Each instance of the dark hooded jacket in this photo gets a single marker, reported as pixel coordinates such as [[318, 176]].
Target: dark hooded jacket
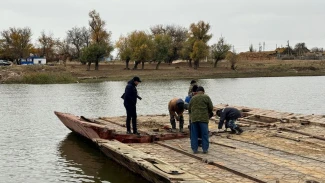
[[131, 94], [228, 113]]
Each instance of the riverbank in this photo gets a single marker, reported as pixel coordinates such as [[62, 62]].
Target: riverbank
[[275, 147], [74, 72]]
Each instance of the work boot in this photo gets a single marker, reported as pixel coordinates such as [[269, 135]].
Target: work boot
[[233, 131], [173, 123], [199, 142], [181, 124], [239, 130]]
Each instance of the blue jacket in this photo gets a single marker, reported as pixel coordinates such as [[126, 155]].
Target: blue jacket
[[131, 94]]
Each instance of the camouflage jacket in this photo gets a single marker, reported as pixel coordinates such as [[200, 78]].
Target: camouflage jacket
[[200, 107]]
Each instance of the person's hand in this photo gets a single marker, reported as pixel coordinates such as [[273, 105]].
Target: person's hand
[[210, 114]]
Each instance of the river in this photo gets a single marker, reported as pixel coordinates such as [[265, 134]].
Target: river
[[36, 147]]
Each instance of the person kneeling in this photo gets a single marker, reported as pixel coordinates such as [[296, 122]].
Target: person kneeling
[[231, 115]]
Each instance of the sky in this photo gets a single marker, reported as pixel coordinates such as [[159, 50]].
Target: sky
[[241, 22]]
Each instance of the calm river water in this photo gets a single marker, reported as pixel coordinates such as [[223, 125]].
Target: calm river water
[[36, 147]]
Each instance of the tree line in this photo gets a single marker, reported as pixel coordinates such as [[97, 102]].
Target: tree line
[[163, 43]]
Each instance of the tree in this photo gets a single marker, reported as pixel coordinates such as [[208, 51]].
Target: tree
[[124, 50], [178, 36], [232, 57], [85, 36], [219, 51], [16, 42], [142, 47], [251, 48], [163, 48], [300, 49], [317, 50], [186, 52], [75, 37], [198, 38], [63, 50], [93, 53], [47, 43], [200, 50], [99, 36]]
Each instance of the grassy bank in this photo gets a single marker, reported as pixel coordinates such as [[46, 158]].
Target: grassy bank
[[115, 71]]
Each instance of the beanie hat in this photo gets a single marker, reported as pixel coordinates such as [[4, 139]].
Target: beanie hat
[[136, 78], [200, 88]]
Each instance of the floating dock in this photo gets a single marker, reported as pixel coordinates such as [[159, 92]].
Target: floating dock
[[275, 147]]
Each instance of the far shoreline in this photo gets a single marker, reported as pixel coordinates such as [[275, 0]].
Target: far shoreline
[[74, 72]]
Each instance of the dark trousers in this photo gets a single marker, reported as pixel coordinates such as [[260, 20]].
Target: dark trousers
[[196, 128], [131, 113]]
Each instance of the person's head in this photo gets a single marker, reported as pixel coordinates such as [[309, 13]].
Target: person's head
[[193, 82], [194, 88], [136, 80], [218, 113], [200, 89]]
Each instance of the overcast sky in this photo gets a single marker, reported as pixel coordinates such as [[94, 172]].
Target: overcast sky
[[241, 22]]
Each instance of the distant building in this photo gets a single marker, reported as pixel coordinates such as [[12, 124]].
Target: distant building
[[33, 61]]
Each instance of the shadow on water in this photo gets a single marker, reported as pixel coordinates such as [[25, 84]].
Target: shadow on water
[[84, 159]]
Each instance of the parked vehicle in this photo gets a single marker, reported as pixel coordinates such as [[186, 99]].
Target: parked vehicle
[[4, 63]]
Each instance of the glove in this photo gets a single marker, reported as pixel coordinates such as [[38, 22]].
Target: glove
[[210, 114]]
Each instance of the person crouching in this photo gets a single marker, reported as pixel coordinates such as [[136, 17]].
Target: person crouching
[[230, 114]]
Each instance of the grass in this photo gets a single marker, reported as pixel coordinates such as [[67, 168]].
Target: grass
[[115, 71], [45, 78]]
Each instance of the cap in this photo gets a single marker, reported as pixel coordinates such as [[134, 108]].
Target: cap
[[136, 78], [193, 81], [218, 113], [194, 89], [200, 88]]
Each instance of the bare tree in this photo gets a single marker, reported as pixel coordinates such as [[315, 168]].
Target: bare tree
[[178, 36], [85, 35], [232, 57], [47, 43], [17, 42], [99, 36], [219, 51]]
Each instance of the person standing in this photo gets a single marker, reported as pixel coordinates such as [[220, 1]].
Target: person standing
[[190, 90], [200, 110], [176, 109], [230, 114], [130, 97]]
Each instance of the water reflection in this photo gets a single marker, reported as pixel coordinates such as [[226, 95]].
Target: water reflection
[[31, 146], [85, 163]]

Goal
Can you set down all the items above again word for word, leaving out the pictures?

Problem solution
Each instance of the dark hooded jacket in this photo gets a single marker, reported as pixel coordinates such as [[318, 176]].
Target: dark hooded jacket
[[131, 94], [228, 113]]
Each instance of the riverbank in this photo gets a single marker, reported as pixel coordinates such as [[62, 62]].
Target: riverbank
[[275, 147], [74, 72]]
Each instance of the work boot in this photo gets a single marker, reported as pixel coordinates such as [[269, 135]].
Target: work boot
[[233, 131], [173, 123], [199, 142], [181, 124], [239, 130]]
Each instance of the blue jacket in this photo gets a single marker, reported as pixel coordinates such as [[126, 155]].
Target: blue jacket
[[131, 94]]
Each instance of the camouflage jacket in this photo gets a single marker, reported as pixel coordinates such as [[200, 78]].
Target: camouflage jacket
[[200, 107]]
Each instance of the person's hand in this photo gets a single marker, reported as pixel coordinates such as [[273, 105]].
Target: person's hand
[[210, 114]]
Each instance of the river in this photo gets a single marker, reported as pixel coordinates such as [[265, 134]].
Target: river
[[36, 147]]
Each instance of the person kneeling in this photo gets a single marker, reported as pixel coordinates such as [[296, 122]].
Target: person kneeling
[[231, 115]]
Each instance of the sky in this photo gets a single marker, reported as pixel coordinates such as [[159, 50]].
Target: sky
[[241, 22]]
Each instance of the calm river water in this photo gets a single marker, reported as pixel coordinates such as [[223, 125]].
Target: calm river water
[[36, 147]]
Each instance of the tree line in this photo gets a single marker, reported as pixel coordinates such as [[97, 102]].
Target: tree line
[[163, 43]]
Each instance of the tree in this photo gets a single marker, reported as pixel coordinates such as [[208, 51]].
Target: tree
[[124, 50], [178, 36], [232, 57], [85, 36], [219, 51], [16, 42], [142, 47], [251, 48], [163, 48], [300, 49], [317, 50], [186, 52], [75, 37], [198, 38], [63, 50], [93, 53], [47, 43], [200, 50], [99, 36]]
Each instance of the grassy bank in this photo gets a single marker, reported as pixel coordinates such as [[46, 158]].
Target: grassy bank
[[115, 71]]
Each instance of the beanie hat in this photo gets a single marker, reported as pixel coordinates such as [[4, 139]].
Target: beanie hat
[[136, 78], [200, 88]]
Each instance of the floating dock in this photo gets a single marker, reported as pixel coordinates such as [[159, 92]].
Target: floating dock
[[275, 147]]
Each instance of the far shoreline in this photo gets a single marker, reported as pixel coordinates such as [[275, 0]].
Target: far shoreline
[[74, 72]]
Each instance of the dark trousers in this photo gets a single marker, reported as pixel coordinates such as [[260, 20]].
Target: dark trousers
[[196, 128], [131, 113]]
Each instance of the person's head in this photo gets a single marker, reported as pixel coordinates such as [[309, 13]].
Target: person's head
[[193, 82], [194, 88], [136, 80], [218, 113], [200, 89]]
Each instance of the overcast sky in this photo gets a single marker, reported as pixel coordinates such as [[94, 172]].
Target: overcast sky
[[241, 22]]
Each instance of the distant building in this photo gets a single marker, reported as pixel coordinates such as [[12, 124]].
Target: distant building
[[33, 61]]
Each instance of the shadow on water in this photo gets a single marker, reported as pixel coordinates such as [[25, 84]].
Target: shadow on water
[[84, 159]]
Each instance of the parked vehicle in this photo gets a single marker, reported as pixel coordinates such as [[186, 99]].
Target: parked vehicle
[[4, 63]]
Each instance of the glove in this photo gets a single marker, reported as pixel coordinates such as [[38, 22]].
Target: glove
[[210, 114]]
Each instance of the person crouching in this photo gets a single marker, reported as pixel coordinates such as [[136, 17]].
Target: person crouching
[[230, 114]]
Each instance of the grass in this photo gets a single marker, reported as pixel coordinates such as [[67, 168]].
Target: grass
[[115, 71], [45, 78]]
Each instance of the cap in this photo gets a single marker, reported as pixel coordinates such as [[134, 108]].
Target: cap
[[136, 78], [193, 81], [218, 113], [194, 89], [200, 88]]
Each instance of the bare tree in this photo gets a single marker, reported as pixel coordinates such as [[315, 168]].
Target: bare tree
[[178, 36], [85, 35], [232, 57], [47, 43], [17, 42], [99, 36], [219, 51]]
Each instance of the person standing in this photo gets a single marker, reported as pixel coordinates such as [[220, 1]].
Target: person standing
[[190, 90], [200, 110], [176, 109], [230, 114], [130, 97]]
Each instance of the water reflection in this photo gets a single marker, reported as pixel coordinates such as [[226, 95]].
Target: water reflection
[[31, 146], [85, 163]]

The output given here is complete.